----- Raw data -----

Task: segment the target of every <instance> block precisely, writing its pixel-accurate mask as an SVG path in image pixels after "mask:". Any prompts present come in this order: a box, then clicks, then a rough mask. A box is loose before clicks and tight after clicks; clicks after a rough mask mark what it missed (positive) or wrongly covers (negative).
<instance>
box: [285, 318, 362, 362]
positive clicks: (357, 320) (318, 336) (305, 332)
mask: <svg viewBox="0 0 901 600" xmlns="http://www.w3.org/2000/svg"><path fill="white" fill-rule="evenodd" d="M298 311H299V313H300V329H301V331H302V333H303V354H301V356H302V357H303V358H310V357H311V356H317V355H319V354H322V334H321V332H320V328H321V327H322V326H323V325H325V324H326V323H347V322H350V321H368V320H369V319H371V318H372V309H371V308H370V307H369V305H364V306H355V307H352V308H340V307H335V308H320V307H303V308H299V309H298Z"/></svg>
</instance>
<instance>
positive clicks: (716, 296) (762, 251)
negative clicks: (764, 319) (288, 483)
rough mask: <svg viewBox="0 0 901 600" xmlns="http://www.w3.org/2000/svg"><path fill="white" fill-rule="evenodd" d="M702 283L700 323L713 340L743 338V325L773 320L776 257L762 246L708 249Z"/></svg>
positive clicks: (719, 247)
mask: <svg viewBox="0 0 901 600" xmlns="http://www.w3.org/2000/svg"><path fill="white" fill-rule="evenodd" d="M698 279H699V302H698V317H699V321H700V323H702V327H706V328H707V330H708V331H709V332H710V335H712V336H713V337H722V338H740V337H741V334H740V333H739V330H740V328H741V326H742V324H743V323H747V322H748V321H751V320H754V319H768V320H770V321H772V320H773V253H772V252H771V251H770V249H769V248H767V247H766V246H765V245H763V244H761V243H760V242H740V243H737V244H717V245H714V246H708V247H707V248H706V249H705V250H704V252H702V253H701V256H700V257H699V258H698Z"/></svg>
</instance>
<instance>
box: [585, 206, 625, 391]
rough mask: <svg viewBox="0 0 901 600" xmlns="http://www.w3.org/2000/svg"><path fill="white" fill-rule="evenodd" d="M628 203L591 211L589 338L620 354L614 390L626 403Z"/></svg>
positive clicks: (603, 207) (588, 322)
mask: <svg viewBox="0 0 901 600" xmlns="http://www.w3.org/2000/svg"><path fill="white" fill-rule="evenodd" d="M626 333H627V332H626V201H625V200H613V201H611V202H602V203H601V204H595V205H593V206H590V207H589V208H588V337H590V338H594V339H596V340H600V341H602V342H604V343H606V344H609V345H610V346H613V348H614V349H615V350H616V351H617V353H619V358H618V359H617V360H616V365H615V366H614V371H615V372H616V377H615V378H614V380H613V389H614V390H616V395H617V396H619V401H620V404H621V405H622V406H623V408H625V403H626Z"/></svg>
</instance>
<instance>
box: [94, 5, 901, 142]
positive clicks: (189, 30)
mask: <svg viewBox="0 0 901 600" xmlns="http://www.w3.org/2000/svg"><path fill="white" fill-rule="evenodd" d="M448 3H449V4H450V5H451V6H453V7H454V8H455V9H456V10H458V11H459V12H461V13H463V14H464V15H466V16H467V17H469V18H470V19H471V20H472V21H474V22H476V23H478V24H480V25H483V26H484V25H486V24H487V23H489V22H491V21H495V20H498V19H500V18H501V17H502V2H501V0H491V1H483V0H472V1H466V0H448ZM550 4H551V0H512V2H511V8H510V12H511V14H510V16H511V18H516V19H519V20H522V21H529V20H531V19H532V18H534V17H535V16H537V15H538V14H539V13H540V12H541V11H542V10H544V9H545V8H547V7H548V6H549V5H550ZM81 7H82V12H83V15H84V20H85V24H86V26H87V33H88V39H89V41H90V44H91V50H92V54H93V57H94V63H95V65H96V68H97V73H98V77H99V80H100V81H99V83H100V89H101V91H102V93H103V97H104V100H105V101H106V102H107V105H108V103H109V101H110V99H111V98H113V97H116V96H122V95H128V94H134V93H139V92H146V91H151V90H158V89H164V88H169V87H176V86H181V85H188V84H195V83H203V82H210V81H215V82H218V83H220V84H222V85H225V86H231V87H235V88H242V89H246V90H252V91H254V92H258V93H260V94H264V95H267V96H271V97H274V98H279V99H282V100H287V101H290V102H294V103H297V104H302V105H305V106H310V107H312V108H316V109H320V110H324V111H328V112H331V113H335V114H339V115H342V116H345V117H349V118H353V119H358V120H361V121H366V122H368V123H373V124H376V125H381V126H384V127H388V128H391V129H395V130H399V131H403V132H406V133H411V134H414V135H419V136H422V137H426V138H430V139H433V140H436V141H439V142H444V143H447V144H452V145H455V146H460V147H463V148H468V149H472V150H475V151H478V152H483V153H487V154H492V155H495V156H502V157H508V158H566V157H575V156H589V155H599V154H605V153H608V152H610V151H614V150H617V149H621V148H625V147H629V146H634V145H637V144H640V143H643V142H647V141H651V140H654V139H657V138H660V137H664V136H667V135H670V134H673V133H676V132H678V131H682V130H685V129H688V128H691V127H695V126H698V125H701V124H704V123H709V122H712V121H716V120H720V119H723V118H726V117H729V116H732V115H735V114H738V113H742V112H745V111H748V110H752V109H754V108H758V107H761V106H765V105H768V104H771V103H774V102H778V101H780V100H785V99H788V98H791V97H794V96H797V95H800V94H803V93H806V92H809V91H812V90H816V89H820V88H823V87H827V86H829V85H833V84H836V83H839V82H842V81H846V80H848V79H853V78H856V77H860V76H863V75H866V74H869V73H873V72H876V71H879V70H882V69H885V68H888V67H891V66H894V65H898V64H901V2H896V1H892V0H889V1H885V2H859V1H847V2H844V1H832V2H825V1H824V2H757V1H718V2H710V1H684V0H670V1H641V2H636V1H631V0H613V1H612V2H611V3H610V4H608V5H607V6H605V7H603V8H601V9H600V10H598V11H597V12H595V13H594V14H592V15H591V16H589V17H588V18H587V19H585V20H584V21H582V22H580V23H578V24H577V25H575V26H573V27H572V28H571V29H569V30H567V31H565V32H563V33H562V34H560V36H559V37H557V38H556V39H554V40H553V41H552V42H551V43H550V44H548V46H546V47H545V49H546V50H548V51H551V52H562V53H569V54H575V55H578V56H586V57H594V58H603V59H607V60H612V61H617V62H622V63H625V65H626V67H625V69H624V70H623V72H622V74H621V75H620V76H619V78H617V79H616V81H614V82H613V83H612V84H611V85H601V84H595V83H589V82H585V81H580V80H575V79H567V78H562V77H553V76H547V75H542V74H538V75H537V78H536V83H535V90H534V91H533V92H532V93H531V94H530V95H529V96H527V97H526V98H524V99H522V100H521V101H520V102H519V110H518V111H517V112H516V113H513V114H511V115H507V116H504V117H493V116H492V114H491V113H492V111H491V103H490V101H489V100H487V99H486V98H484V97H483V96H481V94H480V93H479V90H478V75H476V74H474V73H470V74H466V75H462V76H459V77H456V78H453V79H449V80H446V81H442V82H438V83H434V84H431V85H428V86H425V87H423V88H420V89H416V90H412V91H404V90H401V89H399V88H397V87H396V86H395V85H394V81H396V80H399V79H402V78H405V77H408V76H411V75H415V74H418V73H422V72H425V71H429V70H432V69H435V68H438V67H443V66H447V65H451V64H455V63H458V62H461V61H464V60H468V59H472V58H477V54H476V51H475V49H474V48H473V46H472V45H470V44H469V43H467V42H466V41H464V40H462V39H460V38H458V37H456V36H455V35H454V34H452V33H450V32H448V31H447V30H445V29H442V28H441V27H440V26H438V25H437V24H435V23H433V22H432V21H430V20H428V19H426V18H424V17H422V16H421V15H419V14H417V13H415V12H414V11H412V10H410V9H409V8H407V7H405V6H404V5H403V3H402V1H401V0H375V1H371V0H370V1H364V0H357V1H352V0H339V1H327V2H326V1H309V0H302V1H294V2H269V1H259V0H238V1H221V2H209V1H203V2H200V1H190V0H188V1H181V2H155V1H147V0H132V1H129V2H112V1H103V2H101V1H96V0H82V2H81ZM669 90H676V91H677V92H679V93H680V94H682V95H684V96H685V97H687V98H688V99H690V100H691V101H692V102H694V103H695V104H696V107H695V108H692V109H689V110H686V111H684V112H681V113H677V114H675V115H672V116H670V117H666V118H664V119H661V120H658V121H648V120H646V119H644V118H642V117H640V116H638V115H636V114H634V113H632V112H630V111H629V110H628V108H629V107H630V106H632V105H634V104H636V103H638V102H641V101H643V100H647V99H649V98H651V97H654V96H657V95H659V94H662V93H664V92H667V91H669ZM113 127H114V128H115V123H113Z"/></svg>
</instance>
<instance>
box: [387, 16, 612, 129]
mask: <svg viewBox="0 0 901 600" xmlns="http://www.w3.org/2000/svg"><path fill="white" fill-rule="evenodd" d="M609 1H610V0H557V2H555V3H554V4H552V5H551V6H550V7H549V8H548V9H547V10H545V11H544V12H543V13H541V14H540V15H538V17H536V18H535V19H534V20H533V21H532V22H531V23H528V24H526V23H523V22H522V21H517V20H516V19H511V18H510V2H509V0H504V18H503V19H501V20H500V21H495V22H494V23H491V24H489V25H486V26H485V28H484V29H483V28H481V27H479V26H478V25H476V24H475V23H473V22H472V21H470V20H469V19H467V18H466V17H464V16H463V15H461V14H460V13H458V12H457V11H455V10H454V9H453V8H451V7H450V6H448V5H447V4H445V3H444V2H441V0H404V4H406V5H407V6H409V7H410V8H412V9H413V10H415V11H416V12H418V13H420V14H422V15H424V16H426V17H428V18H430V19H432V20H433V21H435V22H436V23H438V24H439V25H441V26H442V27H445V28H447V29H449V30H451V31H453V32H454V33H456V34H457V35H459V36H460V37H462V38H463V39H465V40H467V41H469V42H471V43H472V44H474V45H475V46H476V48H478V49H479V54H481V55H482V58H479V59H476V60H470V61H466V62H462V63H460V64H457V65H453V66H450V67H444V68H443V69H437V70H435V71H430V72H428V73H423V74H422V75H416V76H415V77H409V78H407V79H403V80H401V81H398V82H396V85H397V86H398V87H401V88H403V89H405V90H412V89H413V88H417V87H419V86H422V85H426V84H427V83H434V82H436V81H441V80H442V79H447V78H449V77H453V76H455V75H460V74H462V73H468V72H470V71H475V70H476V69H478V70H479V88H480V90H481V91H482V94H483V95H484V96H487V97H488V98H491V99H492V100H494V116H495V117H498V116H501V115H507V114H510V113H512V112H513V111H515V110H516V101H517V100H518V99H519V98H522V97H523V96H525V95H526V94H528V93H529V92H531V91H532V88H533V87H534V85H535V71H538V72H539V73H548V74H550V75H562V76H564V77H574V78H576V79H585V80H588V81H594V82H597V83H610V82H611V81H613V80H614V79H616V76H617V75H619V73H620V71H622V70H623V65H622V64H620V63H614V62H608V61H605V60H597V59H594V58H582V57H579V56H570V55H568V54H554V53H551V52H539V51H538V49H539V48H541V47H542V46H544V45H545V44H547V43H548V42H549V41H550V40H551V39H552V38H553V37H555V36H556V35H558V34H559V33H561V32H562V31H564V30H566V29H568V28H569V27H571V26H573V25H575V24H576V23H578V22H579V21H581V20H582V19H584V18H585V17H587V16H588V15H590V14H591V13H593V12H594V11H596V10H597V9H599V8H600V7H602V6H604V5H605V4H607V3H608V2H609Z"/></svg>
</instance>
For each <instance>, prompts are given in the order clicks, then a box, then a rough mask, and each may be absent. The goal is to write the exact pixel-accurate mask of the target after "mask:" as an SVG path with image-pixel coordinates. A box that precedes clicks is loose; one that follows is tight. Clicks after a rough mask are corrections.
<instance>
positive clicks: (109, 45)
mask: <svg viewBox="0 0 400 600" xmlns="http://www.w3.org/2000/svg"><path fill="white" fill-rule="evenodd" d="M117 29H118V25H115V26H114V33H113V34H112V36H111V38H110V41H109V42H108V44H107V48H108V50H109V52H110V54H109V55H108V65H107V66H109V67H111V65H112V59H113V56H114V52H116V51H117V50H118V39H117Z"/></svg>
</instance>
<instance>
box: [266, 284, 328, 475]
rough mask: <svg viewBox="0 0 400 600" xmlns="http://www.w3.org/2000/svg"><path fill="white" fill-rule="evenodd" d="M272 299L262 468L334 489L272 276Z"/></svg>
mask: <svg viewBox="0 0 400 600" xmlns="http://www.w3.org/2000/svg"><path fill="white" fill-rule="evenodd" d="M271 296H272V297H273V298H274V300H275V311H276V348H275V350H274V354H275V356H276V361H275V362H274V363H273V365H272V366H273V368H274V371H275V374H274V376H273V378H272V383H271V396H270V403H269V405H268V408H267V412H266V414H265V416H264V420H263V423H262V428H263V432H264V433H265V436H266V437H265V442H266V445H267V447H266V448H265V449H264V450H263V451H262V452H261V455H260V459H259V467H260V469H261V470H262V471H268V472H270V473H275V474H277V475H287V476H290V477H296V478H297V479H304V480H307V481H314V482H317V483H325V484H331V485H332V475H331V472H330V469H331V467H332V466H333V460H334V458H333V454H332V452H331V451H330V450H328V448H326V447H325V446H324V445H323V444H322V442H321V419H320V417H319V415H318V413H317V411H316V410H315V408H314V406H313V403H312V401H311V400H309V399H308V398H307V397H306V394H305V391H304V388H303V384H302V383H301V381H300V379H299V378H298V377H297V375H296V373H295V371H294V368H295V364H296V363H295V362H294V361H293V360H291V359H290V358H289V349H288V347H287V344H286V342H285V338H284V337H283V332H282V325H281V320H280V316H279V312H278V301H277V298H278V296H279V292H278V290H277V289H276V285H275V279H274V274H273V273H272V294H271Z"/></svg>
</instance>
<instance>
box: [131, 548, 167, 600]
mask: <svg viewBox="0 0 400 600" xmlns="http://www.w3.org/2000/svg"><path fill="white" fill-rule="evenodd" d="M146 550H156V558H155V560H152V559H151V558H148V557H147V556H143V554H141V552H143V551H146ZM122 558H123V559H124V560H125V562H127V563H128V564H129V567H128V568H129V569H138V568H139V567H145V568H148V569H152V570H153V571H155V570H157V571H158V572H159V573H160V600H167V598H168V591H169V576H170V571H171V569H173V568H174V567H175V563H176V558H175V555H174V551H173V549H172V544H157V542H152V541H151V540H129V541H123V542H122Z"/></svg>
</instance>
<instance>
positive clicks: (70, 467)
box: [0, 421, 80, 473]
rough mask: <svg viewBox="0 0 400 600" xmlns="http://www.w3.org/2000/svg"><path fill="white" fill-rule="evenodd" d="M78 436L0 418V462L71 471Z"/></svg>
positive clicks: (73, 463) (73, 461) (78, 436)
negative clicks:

-----

**Exercise prompt**: Count the lines of the records above that contain the word "loose", and reply with only that number.

**Solved exercise**: 2